WHAT TO DO. Return the lines from the listing below unchanged, beginning with the line containing "segment: <item>green tree</item>" and ending with the line containing "337 102 L 335", including both of those lines.

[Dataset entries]
%%

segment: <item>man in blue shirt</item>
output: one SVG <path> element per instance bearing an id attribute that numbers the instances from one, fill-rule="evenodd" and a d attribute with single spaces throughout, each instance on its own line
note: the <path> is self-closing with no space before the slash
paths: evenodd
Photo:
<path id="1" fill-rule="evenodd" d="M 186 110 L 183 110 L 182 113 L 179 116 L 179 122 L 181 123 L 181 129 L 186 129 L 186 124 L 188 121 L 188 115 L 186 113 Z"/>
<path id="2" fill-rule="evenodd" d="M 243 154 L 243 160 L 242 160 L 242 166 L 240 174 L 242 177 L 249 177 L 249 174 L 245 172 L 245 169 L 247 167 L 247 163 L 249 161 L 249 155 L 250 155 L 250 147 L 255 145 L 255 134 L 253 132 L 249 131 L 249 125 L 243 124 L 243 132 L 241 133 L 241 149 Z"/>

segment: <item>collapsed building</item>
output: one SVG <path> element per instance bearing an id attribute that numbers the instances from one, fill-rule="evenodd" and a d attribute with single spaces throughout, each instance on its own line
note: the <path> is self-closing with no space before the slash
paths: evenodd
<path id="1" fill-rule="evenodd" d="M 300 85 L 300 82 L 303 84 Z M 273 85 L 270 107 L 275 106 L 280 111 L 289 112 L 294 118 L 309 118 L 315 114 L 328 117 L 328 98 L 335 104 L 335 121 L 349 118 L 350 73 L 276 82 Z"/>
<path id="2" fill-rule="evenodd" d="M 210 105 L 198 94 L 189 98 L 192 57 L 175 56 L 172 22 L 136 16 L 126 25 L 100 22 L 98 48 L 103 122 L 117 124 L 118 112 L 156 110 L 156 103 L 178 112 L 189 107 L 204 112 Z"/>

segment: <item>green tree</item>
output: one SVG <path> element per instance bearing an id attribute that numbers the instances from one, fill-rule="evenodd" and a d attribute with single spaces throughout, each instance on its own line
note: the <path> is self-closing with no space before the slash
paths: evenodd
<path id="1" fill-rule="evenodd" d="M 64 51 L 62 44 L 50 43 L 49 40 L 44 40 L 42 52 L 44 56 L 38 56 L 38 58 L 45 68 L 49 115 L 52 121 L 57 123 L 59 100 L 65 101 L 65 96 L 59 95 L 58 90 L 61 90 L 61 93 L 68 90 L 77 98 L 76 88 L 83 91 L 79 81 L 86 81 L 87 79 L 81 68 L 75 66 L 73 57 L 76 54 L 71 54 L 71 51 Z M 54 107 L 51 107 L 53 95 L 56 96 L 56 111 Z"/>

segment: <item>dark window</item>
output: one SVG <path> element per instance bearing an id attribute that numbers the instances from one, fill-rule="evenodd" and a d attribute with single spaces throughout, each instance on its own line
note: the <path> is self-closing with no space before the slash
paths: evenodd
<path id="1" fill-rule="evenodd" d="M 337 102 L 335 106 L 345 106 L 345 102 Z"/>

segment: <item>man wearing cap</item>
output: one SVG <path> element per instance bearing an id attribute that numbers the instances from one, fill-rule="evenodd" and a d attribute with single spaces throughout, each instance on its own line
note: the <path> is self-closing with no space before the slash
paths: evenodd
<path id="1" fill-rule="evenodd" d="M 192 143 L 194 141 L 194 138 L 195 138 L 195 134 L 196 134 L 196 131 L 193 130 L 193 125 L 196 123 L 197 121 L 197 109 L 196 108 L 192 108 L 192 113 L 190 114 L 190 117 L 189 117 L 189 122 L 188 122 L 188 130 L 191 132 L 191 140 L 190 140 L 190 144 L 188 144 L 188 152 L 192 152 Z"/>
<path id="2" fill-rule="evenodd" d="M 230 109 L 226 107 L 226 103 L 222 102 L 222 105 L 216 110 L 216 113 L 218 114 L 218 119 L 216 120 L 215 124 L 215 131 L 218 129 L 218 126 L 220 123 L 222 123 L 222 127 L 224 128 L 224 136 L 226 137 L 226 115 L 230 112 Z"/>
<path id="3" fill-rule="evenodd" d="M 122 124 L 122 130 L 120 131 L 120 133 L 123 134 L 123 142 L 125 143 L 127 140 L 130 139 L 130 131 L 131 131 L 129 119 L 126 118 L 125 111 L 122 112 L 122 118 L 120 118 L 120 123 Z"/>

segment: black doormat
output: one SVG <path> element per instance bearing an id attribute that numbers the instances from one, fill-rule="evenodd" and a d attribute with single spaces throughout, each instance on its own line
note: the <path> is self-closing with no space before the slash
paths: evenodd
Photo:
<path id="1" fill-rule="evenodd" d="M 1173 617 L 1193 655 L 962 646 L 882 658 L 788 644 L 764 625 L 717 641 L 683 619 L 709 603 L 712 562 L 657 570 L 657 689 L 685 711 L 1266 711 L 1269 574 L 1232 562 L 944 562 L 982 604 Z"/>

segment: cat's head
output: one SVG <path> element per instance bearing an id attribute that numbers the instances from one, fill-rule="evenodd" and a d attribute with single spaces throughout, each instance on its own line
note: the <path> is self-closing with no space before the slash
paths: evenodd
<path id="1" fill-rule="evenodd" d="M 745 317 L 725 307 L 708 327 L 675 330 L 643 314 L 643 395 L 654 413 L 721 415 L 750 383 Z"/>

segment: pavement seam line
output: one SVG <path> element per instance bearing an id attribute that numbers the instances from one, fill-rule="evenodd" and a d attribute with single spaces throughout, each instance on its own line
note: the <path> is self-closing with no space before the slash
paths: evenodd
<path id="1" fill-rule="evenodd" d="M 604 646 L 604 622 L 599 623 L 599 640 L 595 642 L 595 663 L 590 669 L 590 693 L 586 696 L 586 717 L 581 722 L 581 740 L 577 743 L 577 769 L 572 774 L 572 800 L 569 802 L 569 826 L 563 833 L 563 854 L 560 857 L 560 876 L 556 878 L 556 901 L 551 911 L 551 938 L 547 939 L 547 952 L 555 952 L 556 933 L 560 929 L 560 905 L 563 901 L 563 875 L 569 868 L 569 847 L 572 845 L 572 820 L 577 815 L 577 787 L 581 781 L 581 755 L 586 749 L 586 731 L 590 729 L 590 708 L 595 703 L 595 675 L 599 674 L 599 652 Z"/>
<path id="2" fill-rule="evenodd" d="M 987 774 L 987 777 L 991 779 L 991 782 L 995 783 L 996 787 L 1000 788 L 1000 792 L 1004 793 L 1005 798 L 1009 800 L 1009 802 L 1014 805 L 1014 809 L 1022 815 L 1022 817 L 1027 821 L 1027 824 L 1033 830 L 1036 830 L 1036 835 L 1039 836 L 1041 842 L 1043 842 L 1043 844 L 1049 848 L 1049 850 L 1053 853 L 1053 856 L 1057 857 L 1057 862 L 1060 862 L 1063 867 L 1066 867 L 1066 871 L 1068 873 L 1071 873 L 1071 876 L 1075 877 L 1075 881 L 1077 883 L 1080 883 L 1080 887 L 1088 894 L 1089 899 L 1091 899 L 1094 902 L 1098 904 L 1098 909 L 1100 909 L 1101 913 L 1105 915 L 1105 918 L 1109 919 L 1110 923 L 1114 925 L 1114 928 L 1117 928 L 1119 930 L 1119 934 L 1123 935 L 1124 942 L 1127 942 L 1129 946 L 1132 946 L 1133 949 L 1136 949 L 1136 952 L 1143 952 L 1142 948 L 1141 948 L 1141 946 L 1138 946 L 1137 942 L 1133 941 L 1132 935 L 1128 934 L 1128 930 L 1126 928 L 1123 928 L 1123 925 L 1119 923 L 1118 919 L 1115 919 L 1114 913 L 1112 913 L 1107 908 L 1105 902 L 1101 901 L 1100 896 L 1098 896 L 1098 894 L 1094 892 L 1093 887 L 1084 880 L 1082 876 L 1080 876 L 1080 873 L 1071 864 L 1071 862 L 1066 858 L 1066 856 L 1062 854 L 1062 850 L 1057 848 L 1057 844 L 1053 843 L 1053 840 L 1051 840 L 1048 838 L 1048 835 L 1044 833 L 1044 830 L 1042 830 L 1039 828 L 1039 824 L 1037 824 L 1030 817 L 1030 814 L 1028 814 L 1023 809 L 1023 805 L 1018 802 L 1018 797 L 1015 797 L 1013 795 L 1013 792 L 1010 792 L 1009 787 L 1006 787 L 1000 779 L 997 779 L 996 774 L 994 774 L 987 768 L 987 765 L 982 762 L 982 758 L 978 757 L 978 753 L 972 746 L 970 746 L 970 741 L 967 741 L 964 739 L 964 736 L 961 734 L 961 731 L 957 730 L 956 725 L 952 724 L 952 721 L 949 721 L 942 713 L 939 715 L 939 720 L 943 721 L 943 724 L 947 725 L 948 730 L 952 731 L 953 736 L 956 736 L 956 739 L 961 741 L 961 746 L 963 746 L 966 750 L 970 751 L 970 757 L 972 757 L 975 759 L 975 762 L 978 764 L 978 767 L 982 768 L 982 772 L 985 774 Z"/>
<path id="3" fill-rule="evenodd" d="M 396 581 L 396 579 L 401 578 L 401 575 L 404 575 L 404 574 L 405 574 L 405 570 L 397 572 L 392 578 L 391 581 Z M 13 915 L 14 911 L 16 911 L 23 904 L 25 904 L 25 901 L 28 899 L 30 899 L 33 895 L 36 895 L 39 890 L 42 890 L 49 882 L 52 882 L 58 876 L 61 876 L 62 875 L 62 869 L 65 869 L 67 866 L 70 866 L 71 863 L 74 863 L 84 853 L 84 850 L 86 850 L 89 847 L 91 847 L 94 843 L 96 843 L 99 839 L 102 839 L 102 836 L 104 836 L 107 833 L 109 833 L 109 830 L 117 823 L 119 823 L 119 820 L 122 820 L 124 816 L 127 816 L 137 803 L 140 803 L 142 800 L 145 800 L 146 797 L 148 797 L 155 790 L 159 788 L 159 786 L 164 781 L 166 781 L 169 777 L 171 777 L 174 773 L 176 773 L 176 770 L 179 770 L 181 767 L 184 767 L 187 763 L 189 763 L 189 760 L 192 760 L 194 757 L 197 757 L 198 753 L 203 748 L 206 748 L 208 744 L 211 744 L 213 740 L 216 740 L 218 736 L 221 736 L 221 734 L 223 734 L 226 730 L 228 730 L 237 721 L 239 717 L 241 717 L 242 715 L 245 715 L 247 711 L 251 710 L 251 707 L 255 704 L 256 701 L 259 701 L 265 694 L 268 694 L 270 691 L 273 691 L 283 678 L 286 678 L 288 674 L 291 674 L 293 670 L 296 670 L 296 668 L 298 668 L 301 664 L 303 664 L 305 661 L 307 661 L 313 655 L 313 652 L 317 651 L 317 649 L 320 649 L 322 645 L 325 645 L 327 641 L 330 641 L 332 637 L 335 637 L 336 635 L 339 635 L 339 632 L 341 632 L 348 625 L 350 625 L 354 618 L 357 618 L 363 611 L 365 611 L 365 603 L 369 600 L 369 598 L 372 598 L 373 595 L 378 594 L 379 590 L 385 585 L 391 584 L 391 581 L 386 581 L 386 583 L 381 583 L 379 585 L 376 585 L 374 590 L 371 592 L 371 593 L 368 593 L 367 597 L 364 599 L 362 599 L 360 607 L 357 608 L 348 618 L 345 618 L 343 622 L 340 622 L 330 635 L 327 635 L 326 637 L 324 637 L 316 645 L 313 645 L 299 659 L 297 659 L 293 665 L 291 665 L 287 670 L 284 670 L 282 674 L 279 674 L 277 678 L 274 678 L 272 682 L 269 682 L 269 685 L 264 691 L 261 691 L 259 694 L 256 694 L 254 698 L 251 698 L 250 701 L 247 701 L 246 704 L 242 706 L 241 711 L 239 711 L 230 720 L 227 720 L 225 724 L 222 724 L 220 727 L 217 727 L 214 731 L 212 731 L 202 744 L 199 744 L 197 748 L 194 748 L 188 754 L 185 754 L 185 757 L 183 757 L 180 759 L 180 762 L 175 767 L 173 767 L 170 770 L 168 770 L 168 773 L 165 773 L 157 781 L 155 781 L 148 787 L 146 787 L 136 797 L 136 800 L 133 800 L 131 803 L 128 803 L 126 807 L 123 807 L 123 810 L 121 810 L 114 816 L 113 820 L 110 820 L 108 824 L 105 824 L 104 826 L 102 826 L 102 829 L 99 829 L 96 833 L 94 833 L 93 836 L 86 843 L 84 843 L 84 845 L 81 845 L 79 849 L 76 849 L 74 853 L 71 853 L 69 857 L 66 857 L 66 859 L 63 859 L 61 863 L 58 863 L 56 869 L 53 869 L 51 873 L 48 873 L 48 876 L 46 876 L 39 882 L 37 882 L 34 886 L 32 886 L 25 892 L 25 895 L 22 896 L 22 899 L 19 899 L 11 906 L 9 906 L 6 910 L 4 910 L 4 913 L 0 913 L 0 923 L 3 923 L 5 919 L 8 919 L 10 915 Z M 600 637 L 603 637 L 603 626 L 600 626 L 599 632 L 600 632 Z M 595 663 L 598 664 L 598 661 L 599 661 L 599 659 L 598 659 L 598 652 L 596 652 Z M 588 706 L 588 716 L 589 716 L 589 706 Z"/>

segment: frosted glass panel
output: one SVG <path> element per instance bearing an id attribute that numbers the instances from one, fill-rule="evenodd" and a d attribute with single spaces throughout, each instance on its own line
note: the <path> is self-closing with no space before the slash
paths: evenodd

%%

SOLVED EXERCISE.
segment: <item>green tree</item>
output: one SVG <path> element per instance bearing an id attribute that numbers the instances from one, fill-rule="evenodd" and a d attribute with single spaces throughout, each instance on its own line
note: the <path> is self-closing with no space before the slash
paths: evenodd
<path id="1" fill-rule="evenodd" d="M 64 51 L 62 44 L 50 43 L 49 40 L 44 40 L 42 52 L 44 56 L 38 56 L 38 58 L 45 68 L 49 115 L 52 121 L 57 123 L 59 100 L 65 101 L 65 96 L 59 95 L 58 90 L 61 90 L 61 93 L 68 90 L 77 98 L 76 88 L 83 91 L 79 81 L 86 81 L 87 79 L 81 68 L 75 66 L 73 57 L 76 54 L 71 54 L 71 51 Z M 54 107 L 51 107 L 53 95 L 56 96 L 56 111 Z"/>

segment: <item>dark window</item>
output: one SVG <path> element per instance bearing an id attribute that numbers the instances from one, fill-rule="evenodd" and a d attribute with single spaces throughout, each instance on its own line
note: the <path> is self-closing with no space before the slash
paths: evenodd
<path id="1" fill-rule="evenodd" d="M 337 102 L 335 106 L 345 106 L 345 102 Z"/>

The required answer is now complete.